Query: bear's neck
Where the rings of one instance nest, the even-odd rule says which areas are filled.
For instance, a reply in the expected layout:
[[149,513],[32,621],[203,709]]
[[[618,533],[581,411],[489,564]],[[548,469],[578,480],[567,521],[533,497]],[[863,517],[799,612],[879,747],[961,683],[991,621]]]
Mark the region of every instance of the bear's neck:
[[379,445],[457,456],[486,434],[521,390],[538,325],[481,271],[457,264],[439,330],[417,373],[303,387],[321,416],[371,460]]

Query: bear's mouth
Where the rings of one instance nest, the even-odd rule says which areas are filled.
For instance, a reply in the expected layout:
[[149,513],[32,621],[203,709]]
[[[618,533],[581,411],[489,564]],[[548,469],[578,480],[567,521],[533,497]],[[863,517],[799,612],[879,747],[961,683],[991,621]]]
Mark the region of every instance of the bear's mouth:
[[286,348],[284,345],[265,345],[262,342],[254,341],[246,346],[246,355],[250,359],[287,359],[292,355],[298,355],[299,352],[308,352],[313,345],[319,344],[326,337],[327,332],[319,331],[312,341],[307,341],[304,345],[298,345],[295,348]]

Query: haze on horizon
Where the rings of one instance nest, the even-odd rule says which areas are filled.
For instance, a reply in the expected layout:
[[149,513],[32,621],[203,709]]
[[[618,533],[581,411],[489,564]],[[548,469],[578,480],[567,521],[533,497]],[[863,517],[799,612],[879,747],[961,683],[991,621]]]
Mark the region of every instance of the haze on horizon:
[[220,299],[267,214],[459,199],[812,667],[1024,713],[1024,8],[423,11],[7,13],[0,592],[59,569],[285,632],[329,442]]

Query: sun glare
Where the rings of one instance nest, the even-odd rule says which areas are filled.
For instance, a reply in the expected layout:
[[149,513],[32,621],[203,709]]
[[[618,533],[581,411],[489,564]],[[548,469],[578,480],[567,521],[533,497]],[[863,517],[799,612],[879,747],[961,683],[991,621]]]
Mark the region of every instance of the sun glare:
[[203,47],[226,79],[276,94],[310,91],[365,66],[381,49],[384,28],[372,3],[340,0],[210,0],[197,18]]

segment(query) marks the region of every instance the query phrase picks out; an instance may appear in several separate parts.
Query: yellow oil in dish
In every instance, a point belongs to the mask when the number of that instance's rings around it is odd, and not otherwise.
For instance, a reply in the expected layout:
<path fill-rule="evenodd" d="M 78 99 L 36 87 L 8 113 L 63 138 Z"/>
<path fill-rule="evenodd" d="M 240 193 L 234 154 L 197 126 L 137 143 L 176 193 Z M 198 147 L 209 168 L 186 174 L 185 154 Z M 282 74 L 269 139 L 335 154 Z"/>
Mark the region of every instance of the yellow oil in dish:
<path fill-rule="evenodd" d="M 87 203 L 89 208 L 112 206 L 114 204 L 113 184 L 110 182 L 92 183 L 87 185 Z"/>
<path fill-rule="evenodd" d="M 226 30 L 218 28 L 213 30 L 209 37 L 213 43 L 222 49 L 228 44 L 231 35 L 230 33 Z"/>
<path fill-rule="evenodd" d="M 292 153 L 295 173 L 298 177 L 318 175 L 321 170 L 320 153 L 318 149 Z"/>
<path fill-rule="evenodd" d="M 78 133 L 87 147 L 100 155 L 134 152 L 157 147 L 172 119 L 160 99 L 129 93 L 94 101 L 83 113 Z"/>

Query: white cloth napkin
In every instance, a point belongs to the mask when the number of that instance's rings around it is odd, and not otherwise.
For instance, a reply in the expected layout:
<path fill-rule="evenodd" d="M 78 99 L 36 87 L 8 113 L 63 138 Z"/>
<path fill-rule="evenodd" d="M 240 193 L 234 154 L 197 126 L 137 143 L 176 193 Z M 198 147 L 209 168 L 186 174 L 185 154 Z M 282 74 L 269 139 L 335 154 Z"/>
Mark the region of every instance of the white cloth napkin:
================
**Stated exercise:**
Copy out the records verbatim from the line containing "Query: haze on horizon" through the line containing "78 133 L 87", with both of those lines included.

**Written solution:**
Query: haze on horizon
Where the rings of one instance nest, the even-odd rule says which areas are filled.
For instance, a reply in the expected layout:
[[149,513],[32,621],[203,709]]
[[[618,533],[581,411],[489,564]],[[548,469],[578,480],[567,521],[533,497]],[[863,517],[799,612],[879,747],[961,683],[991,621]]]
Mark the region of every instance of the haze on horizon:
[[220,299],[267,214],[459,199],[812,667],[1024,713],[1024,8],[423,11],[7,13],[0,592],[59,569],[285,632],[329,442]]

Query: sun glare
Where the rings of one instance nest, the even-odd rule says which areas are filled.
For instance, a reply in the expected layout:
[[149,513],[32,621],[203,709]]
[[[618,533],[581,411],[489,564]],[[548,469],[578,480],[567,521],[533,497]],[[863,517],[799,612],[879,747],[961,683],[991,621]]]
Mark the region of every instance of the sun glare:
[[203,47],[226,79],[276,94],[310,91],[365,66],[381,49],[384,28],[372,3],[340,0],[210,0],[197,18]]

segment(query) marks the region of every instance the query phrase picks out; an instance may appear in several separate parts.
Query: yellow oil in dish
In every instance, a point belongs to the mask when the number of that instance's rings around it is odd, and not otherwise.
For instance, a reply in the expected layout:
<path fill-rule="evenodd" d="M 78 99 L 36 87 L 8 113 L 63 138 Z"/>
<path fill-rule="evenodd" d="M 240 193 L 234 154 L 197 126 L 137 143 L 176 193 Z M 198 147 L 209 168 L 186 174 L 185 154 Z M 282 74 L 269 139 L 335 154 Z"/>
Mark the region of every instance of the yellow oil in dish:
<path fill-rule="evenodd" d="M 87 203 L 89 208 L 112 206 L 114 204 L 113 184 L 110 182 L 92 183 L 87 185 Z"/>
<path fill-rule="evenodd" d="M 226 30 L 218 28 L 213 30 L 209 37 L 213 43 L 222 49 L 228 44 L 231 35 L 230 33 Z"/>
<path fill-rule="evenodd" d="M 292 153 L 295 173 L 298 177 L 318 175 L 321 170 L 320 153 L 318 149 Z"/>
<path fill-rule="evenodd" d="M 78 133 L 87 147 L 100 155 L 134 152 L 157 147 L 172 119 L 160 99 L 129 93 L 94 101 L 83 113 Z"/>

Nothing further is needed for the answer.